YOUR GOAL.
Transcribe word for word each line from the one containing "Task: point to every instance of the grass." to the final line of the data, both included. Skip the pictures.

------ DATA EXCERPTS ------

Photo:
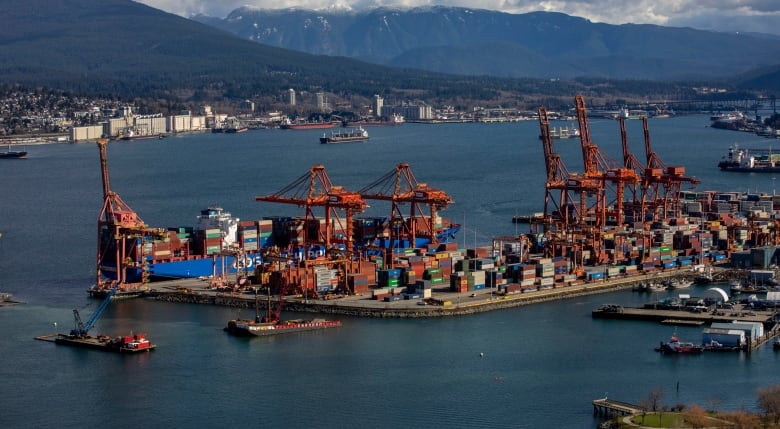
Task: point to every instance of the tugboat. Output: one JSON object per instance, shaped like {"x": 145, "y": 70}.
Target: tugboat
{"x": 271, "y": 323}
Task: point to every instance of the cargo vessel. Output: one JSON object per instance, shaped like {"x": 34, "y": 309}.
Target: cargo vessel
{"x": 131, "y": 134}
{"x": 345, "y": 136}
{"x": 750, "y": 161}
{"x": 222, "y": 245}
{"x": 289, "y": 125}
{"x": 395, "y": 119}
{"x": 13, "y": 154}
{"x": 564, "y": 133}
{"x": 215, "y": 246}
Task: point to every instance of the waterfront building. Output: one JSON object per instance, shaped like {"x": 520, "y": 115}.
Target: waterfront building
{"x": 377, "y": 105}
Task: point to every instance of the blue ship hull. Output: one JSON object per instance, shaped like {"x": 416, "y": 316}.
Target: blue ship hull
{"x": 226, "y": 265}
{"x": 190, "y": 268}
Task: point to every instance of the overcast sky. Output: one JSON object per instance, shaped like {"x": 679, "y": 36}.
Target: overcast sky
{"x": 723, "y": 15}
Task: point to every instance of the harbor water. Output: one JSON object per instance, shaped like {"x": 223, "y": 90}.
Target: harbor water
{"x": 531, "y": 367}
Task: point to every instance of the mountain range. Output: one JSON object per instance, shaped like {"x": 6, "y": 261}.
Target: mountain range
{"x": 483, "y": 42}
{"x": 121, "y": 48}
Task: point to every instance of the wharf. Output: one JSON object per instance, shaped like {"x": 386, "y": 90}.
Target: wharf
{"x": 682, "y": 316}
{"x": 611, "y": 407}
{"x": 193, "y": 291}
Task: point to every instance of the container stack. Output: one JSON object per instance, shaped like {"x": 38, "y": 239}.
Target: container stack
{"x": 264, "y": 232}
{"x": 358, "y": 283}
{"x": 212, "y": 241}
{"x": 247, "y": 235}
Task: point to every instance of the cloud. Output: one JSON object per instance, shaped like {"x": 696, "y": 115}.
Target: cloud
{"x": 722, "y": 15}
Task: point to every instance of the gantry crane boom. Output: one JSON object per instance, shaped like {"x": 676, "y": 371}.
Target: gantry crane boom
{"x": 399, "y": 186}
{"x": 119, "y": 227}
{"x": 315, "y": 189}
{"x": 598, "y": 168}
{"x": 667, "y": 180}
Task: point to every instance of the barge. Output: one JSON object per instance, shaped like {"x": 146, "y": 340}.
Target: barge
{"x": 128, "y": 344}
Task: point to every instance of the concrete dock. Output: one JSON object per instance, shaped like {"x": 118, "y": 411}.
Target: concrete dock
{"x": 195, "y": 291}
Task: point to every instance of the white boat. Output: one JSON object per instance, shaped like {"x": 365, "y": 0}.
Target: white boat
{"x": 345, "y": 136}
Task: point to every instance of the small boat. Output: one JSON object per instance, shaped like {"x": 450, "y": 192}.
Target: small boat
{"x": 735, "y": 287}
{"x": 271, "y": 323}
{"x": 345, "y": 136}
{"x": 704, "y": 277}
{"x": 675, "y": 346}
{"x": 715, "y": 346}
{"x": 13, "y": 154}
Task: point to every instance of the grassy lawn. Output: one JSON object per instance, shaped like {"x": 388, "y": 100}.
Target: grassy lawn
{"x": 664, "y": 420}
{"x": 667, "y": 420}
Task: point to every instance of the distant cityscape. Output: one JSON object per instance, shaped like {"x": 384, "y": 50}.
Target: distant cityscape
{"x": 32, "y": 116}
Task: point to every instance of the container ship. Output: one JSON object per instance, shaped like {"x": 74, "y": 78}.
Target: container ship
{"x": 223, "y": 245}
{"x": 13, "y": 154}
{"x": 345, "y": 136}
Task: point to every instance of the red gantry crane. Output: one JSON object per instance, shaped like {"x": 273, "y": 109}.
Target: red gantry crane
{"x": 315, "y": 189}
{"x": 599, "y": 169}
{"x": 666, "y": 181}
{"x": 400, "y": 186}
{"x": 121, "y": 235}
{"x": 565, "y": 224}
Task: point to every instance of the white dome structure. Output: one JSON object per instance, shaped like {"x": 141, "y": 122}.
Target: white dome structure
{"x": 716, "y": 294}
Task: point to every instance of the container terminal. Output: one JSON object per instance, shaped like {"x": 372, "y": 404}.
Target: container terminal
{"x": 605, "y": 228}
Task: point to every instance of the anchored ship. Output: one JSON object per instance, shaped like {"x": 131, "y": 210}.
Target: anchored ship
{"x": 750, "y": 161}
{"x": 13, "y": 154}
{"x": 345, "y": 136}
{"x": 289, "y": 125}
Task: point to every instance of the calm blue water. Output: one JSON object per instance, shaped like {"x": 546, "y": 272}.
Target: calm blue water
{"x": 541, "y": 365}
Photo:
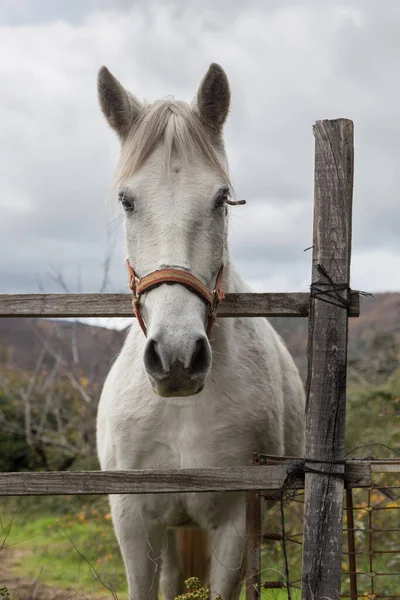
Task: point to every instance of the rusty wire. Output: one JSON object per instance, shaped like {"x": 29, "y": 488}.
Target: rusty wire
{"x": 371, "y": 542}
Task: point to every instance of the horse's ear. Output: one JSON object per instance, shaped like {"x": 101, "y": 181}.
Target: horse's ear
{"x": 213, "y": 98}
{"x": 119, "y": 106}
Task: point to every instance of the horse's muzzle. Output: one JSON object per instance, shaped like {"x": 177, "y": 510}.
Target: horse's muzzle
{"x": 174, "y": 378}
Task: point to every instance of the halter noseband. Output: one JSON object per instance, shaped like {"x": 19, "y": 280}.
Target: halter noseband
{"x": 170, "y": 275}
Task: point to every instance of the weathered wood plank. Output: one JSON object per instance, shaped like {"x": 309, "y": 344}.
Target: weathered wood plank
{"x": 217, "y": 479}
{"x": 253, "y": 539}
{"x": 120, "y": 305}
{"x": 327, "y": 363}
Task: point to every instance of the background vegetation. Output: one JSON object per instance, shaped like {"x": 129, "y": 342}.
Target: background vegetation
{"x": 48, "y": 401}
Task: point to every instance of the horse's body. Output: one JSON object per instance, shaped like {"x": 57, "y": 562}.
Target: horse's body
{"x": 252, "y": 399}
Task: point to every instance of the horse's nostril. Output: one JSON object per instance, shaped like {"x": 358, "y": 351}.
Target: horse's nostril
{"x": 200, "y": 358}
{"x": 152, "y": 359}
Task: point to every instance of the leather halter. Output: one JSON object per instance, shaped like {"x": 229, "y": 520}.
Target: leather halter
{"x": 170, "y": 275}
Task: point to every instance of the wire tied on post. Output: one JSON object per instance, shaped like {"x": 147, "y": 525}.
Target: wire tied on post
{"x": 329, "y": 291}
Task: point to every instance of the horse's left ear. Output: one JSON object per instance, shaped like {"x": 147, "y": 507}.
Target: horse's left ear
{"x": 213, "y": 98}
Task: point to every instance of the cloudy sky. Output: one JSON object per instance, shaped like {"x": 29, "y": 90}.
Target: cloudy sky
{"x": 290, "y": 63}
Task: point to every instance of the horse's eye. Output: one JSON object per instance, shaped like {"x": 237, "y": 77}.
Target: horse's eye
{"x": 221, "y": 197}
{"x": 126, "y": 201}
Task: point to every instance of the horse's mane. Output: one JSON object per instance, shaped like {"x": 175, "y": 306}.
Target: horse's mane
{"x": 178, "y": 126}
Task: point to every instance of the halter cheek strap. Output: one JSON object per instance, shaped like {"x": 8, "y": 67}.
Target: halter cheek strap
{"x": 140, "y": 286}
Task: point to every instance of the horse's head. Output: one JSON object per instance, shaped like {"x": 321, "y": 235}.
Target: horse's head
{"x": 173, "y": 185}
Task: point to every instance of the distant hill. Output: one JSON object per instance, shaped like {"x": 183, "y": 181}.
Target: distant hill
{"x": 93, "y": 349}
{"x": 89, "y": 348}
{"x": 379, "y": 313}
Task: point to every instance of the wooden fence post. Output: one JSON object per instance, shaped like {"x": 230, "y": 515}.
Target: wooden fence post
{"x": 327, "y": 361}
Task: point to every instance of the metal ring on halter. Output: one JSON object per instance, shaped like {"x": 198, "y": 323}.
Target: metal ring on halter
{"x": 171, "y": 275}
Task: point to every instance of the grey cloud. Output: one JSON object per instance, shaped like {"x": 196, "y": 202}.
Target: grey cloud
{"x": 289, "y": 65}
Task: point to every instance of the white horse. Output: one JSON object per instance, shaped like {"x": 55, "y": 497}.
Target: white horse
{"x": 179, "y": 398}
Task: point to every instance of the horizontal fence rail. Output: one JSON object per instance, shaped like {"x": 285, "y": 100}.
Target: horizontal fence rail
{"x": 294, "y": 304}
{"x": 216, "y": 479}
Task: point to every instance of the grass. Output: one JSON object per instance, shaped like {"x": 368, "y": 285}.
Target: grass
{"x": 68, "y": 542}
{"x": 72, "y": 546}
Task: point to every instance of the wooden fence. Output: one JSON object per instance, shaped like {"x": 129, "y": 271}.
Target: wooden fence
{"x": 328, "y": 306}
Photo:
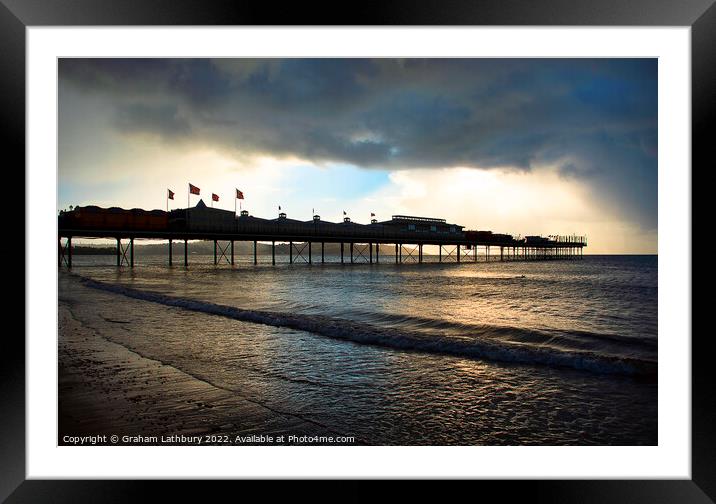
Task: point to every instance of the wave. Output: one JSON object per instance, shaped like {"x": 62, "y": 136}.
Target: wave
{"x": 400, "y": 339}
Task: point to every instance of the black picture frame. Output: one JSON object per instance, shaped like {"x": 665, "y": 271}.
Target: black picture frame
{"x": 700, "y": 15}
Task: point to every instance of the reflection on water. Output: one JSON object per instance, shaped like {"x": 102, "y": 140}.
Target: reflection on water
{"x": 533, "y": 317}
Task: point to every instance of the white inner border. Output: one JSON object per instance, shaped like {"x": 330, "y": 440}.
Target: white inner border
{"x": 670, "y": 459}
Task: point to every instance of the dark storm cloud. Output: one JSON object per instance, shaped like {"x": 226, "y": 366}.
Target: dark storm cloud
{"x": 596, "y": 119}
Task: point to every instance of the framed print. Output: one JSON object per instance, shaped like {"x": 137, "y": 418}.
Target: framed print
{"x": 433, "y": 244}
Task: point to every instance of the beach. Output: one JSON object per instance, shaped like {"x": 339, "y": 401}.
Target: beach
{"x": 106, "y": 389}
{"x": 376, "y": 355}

------

FINISHED ANSWER.
Task: point to every instance of the grass. Output: one JSON object per instance, shaped like {"x": 368, "y": 285}.
Target: grass
{"x": 68, "y": 542}
{"x": 72, "y": 546}
Task: point to every instance of the wooden fence. Output: one JSON object per instance, shaped like {"x": 129, "y": 271}.
Target: wooden fence
{"x": 328, "y": 306}
Photo:
Task: point to every instance of the wave. Output: one JSON object per instance, shaped like {"x": 62, "y": 136}.
Target: wave
{"x": 400, "y": 339}
Task: point to every instance of the black picture frame. Output: one JSON object per instance, shaped like {"x": 665, "y": 271}.
Target: black picture frame
{"x": 700, "y": 15}
Task: point to every instance of the reflection on water. Output: one JSON object per instance, shaped like {"x": 102, "y": 140}.
Target: reflection on water
{"x": 533, "y": 317}
Task: point to every instance of the white inner border. Output: one JSON object per instance, shaped like {"x": 330, "y": 440}.
Target: white inner border
{"x": 670, "y": 459}
Task: point to every instance of the dark storm cloud. Output: one JSON object per instance, shaped like {"x": 226, "y": 366}.
Target: dark storm cloud
{"x": 596, "y": 119}
Task: point to every instance of the framed print. Output: one JSON object per instance, shaped like {"x": 137, "y": 418}.
Target: framed print
{"x": 433, "y": 244}
Task: point to every instance of the beach. Output: one JSON object per instance, shaped like {"x": 339, "y": 401}.
Target: beach
{"x": 106, "y": 389}
{"x": 376, "y": 355}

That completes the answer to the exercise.